Stored dataset items:

****

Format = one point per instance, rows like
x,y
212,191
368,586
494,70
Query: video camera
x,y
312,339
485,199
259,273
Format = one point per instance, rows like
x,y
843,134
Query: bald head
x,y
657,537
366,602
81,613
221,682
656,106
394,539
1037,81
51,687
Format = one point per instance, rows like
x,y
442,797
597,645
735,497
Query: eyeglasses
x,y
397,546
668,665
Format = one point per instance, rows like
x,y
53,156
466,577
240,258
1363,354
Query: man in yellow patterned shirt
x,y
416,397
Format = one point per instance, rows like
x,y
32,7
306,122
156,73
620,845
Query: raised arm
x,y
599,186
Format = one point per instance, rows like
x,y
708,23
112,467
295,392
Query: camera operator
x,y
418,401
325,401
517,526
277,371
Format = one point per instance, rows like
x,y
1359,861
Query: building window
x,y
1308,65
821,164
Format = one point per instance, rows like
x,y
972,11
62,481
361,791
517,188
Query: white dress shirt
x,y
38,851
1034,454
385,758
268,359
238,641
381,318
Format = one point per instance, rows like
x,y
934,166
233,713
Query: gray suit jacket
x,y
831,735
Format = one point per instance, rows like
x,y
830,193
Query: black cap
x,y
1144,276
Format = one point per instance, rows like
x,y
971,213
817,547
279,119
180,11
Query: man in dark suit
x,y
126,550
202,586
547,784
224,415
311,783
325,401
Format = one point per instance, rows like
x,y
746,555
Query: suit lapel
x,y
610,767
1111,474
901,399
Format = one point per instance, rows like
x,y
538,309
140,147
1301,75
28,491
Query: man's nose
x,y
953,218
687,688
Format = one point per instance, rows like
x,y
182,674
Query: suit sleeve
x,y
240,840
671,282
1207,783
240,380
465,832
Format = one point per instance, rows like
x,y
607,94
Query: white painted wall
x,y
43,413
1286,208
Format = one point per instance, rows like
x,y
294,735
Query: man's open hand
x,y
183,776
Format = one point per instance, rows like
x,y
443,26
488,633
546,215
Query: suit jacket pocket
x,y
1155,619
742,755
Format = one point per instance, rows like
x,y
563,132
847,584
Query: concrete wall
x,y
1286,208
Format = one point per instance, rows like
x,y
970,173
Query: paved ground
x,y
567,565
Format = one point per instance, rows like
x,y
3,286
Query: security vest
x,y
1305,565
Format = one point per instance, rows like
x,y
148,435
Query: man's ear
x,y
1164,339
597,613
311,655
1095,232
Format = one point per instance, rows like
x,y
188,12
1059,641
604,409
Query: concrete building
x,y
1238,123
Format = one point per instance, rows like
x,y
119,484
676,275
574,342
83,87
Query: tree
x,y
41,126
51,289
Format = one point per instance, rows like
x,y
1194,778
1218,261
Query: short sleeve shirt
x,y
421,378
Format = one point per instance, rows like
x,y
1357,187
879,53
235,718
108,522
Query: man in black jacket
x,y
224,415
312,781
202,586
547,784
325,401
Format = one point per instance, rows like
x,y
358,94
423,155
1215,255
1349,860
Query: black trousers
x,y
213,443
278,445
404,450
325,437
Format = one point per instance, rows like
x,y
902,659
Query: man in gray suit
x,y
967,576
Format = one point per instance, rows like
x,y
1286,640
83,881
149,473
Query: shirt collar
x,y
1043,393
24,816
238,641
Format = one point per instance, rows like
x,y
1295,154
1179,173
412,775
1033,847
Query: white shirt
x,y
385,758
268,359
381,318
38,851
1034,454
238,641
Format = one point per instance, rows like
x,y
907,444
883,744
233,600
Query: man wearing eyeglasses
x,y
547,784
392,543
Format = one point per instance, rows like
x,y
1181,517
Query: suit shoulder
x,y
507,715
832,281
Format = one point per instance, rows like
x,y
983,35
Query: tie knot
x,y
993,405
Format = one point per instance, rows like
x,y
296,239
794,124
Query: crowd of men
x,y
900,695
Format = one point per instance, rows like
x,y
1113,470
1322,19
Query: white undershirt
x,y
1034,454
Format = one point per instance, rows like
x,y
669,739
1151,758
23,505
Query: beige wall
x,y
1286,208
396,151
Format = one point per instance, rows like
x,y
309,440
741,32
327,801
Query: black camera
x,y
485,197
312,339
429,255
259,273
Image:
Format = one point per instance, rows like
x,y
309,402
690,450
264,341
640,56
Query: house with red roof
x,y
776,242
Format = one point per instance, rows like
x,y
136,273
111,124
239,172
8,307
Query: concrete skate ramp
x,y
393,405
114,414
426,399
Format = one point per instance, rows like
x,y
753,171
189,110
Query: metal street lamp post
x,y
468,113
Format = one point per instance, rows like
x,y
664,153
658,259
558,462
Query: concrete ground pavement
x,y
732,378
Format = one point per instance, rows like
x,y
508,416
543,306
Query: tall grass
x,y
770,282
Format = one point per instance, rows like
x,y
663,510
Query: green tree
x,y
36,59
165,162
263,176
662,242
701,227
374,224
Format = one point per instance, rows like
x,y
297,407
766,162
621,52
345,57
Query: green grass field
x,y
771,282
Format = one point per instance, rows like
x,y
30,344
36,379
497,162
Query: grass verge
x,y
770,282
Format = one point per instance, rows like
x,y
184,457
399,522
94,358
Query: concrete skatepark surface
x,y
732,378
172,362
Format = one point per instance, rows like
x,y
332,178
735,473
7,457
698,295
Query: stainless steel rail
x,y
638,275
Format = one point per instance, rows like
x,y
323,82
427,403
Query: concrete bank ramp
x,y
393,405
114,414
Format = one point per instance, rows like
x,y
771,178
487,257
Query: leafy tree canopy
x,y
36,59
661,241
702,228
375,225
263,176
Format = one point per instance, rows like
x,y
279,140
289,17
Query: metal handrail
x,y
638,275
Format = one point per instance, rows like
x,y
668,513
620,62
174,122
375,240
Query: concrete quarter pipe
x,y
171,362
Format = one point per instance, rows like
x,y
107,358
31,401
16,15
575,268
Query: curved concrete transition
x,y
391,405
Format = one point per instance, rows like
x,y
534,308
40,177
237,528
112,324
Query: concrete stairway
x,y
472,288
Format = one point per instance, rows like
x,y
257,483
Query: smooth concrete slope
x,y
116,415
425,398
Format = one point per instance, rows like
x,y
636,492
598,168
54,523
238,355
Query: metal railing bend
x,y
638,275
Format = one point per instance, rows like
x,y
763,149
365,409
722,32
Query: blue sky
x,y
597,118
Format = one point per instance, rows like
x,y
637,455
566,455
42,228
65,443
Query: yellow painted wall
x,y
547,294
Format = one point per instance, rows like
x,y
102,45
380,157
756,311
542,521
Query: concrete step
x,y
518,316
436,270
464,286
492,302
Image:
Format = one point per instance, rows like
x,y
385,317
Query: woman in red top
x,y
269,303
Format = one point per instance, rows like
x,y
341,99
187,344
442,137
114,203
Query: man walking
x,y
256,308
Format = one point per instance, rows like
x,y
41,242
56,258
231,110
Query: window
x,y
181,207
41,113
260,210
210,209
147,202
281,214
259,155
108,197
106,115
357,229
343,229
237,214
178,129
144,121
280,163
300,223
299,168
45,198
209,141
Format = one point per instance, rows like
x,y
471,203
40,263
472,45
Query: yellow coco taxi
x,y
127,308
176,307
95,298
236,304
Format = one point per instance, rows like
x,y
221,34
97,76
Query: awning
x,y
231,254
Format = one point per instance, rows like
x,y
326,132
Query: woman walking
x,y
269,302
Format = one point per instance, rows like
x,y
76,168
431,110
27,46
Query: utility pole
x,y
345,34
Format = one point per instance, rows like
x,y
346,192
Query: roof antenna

****

■ Task goal: Reproduce the entries above in full, verbatim.

■ Solution:
Format = one point per instance, rows like
x,y
212,191
368,586
494,70
Query: video camera
x,y
312,339
485,199
259,273
Format = one point per instance, rows like
x,y
843,134
Query: bald head
x,y
657,537
366,602
81,613
221,682
656,106
394,539
1037,81
51,687
Format = one point per instance, rows like
x,y
442,797
597,645
735,497
Query: eyeglasses
x,y
397,546
668,665
Format = one point per instance, rows like
x,y
53,156
466,577
240,258
1363,354
Query: man in yellow patterned shirt
x,y
416,397
Format = one point per instance, rows like
x,y
32,7
306,122
156,73
620,845
Query: raised arm
x,y
599,186
Format = one point per instance, rows like
x,y
708,23
112,467
295,392
Query: camera operator
x,y
418,401
325,401
517,526
277,371
Format = one point per instance, rows like
x,y
1359,861
Query: building window
x,y
1308,65
821,164
Format = one point per instance, rows like
x,y
972,11
62,481
361,791
517,188
Query: white dress shirt
x,y
38,851
1034,454
385,758
268,359
238,641
381,318
Format = one point per instance, rows like
x,y
934,166
233,713
Query: gray suit jacket
x,y
831,735
Format = one point per instance, rows like
x,y
830,193
Query: black cap
x,y
1144,276
Format = one point per instance, rows like
x,y
971,213
817,547
279,119
180,11
Query: man in dark suit
x,y
126,550
202,586
547,784
224,415
311,783
325,401
Format = one point per instance, rows like
x,y
746,555
Query: suit lapel
x,y
610,767
1111,474
901,399
Format = one point per instance, rows like
x,y
538,309
140,147
1301,75
28,491
Query: man's nose
x,y
953,218
687,688
Format = one point per instance, rows like
x,y
182,674
Query: suit sleeve
x,y
240,840
671,282
1207,783
240,380
465,832
Format = one point per instance, rows like
x,y
607,94
Query: white painted wall
x,y
43,413
1286,208
Format = one point per instance, rows like
x,y
294,735
Query: man's open hand
x,y
183,776
Format = one point per instance, rows like
x,y
443,26
488,633
546,215
Query: suit jacket pocket
x,y
1155,619
742,755
Format = one point per instance, rows like
x,y
563,132
847,584
Query: concrete wall
x,y
1286,208
Format = one point per instance, rows like
x,y
970,173
Query: paved ground
x,y
567,565
Format = one point per instance, rows like
x,y
3,286
Query: security vest
x,y
1305,565
Format = one point per instance, rows like
x,y
148,435
Query: man's ear
x,y
1164,339
597,613
311,655
1095,232
Format = one point per instance, rows like
x,y
188,12
1059,641
604,409
Query: concrete building
x,y
1238,123
Format = one point per instance, rows like
x,y
119,484
676,275
574,342
83,87
Query: tree
x,y
41,126
51,289
Format = one point per instance, rows like
x,y
1194,778
1218,261
Query: short sleeve shirt
x,y
421,378
Format = one point per instance, rows like
x,y
1357,187
879,53
235,718
108,522
Query: man in black jacket
x,y
224,415
312,781
202,586
547,784
325,401
Format = one point per instance, rows like
x,y
358,94
423,155
1215,255
1349,860
Query: black trousers
x,y
213,443
278,445
404,450
325,437
Format = one point per instance, rows like
x,y
902,659
Query: man in gray suit
x,y
967,576
Format = one point per instance, rows like
x,y
1286,640
83,881
149,473
Query: shirt collar
x,y
1043,393
24,816
238,641
Format = one point per instance, rows like
x,y
1295,154
1179,173
412,775
1033,847
Query: white shirt
x,y
385,758
268,359
381,318
38,851
1034,454
238,641
Format = one point per instance, rows like
x,y
907,444
883,744
233,600
Query: man wearing eyeglasses
x,y
547,784
392,543
Format = one point per instance, rows like
x,y
1181,517
Query: suit shoulder
x,y
507,715
832,281
Format = one point per instance, rows like
x,y
983,35
Query: tie knot
x,y
993,405
Format = one point per instance, rows like
x,y
296,239
794,124
Query: crowd of men
x,y
900,695
Format = one point per instance, rows like
x,y
1113,470
1322,19
Query: white undershirt
x,y
1034,454
Format = one point per instance, rows like
x,y
669,739
1151,758
23,505
Query: beige wall
x,y
1286,208
396,151
Format = one point per instance, rows like
x,y
309,440
741,32
327,801
Query: black camera
x,y
485,197
312,339
429,255
259,273
Image:
Format = one point per instance, rows like
x,y
309,402
690,450
264,341
640,56
Query: house with red roof
x,y
776,242
Format = one point per instance, rows like
x,y
136,273
111,124
239,172
8,307
Query: concrete skate ramp
x,y
393,405
114,414
426,399
Format = one point per instance, rows like
x,y
753,171
189,110
Query: metal street lamp post
x,y
468,113
Format = one point per instance, rows like
x,y
664,153
658,259
558,462
Query: concrete ground pavement
x,y
732,378
Format = one point per instance, rows like
x,y
508,416
543,306
Query: tall grass
x,y
770,282
Format = one point per instance, rows like
x,y
663,510
Query: green tree
x,y
36,59
165,162
263,176
662,242
701,227
374,224
Format = one point per instance, rows like
x,y
297,407
766,162
621,52
345,57
Query: green grass field
x,y
771,282
Format = one point per instance, rows like
x,y
30,344
36,379
497,162
Query: grass verge
x,y
770,282
Format = one point per instance, rows like
x,y
184,457
399,522
94,358
Query: concrete skatepark surface
x,y
732,378
172,362
Format = one point per instance, rows like
x,y
332,178
735,473
7,457
698,295
Query: stainless steel rail
x,y
638,275
Format = one point per instance, rows like
x,y
323,82
427,403
Query: concrete bank ramp
x,y
393,405
114,414
Format = one point per instance, rows like
x,y
771,178
487,257
Query: leafy tree canopy
x,y
36,59
661,241
702,228
375,225
263,176
Format = one point per instance, rows like
x,y
279,140
289,17
Query: metal handrail
x,y
638,275
Format = one point per instance, rows like
x,y
668,513
620,62
174,122
375,240
Query: concrete quarter pipe
x,y
171,362
Format = one point per instance, rows like
x,y
107,358
31,401
16,15
575,268
Query: curved concrete transition
x,y
391,405
Format = one point per instance, rows like
x,y
534,308
40,177
237,528
112,324
Query: concrete stairway
x,y
472,288
Format = one point per instance, rows like
x,y
257,483
Query: smooth concrete slope
x,y
116,415
425,398
Format = one point per instance, rows like
x,y
636,492
598,168
54,523
238,355
Query: metal railing bend
x,y
638,275
Format = one point per instance, rows like
x,y
763,149
365,409
722,32
Query: blue sky
x,y
597,118
Format = one point per instance, rows like
x,y
637,455
566,455
42,228
65,443
Query: yellow painted wall
x,y
547,294
Format = one point per instance, rows like
x,y
102,45
380,157
756,311
542,521
Query: concrete step
x,y
518,316
436,270
464,286
492,302
Image:
Format = one point per instance, rows like
x,y
385,317
Query: woman in red top
x,y
269,303
Format = one point per instance, rows like
x,y
341,99
187,344
442,137
114,203
Query: man walking
x,y
256,308
Format = one point per instance, rows like
x,y
41,242
56,258
231,110
Query: window
x,y
181,207
41,113
260,210
210,209
147,202
281,214
259,155
108,197
106,115
357,229
343,229
237,214
178,129
144,121
280,163
300,223
299,168
45,198
209,141
Format = one point per instance, rows like
x,y
471,203
40,263
472,45
Query: yellow coco taxi
x,y
127,308
176,307
95,298
236,304
Format = one point per instance, rows like
x,y
221,34
97,76
Query: awning
x,y
231,254
Format = one point per instance, rows like
x,y
326,132
Query: woman walking
x,y
269,302
Format = one point per instance, rows like
x,y
76,168
431,110
27,46
Query: utility pole
x,y
345,34
Format = one point per instance, rows like
x,y
346,192
Query: roof antenna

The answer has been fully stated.